▸ What is expected
Of the material below, the lines to be retyped are those from the line containing "Spot the varnished" through the line containing "[[465, 212]]", inclusive; reproduce them exactly.

**********

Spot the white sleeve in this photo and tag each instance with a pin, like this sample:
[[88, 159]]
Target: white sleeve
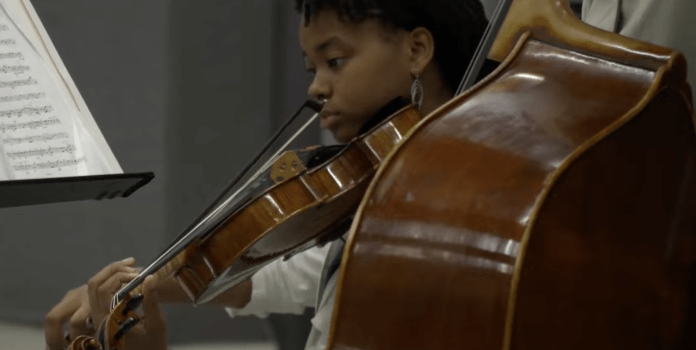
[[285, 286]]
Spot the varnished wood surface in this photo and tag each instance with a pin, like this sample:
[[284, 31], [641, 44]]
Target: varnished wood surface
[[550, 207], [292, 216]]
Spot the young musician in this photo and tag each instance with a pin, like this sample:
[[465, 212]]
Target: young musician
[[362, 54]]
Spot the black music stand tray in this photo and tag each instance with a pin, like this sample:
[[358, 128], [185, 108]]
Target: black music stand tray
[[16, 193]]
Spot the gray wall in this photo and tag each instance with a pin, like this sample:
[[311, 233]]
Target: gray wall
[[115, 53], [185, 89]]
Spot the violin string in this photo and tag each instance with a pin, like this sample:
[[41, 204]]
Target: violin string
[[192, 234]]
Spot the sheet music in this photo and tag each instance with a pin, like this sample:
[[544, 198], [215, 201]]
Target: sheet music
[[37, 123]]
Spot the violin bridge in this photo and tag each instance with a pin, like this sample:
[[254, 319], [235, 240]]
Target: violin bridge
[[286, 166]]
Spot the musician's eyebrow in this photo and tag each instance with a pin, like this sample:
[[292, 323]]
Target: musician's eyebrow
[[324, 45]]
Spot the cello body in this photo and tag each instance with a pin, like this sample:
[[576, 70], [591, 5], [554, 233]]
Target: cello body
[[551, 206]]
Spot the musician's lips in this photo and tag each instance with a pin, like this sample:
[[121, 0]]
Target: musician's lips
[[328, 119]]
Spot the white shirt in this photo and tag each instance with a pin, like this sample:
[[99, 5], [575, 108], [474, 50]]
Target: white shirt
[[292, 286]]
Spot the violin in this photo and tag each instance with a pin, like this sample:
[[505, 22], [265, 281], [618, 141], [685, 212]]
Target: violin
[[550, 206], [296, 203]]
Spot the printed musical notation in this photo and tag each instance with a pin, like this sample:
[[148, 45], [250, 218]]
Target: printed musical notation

**********

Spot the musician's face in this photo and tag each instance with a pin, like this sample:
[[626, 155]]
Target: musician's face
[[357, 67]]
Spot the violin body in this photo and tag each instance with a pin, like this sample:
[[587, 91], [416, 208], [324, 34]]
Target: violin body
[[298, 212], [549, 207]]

**********

▸ Task answer
Spot the varnished wood surface in this photo and tag each instance with a pin, like this sample:
[[284, 31], [641, 44]]
Target: varnished wood surface
[[550, 207], [292, 216]]
Spot the young musician in this photo and tag each instance with a pin, like this sample:
[[465, 212]]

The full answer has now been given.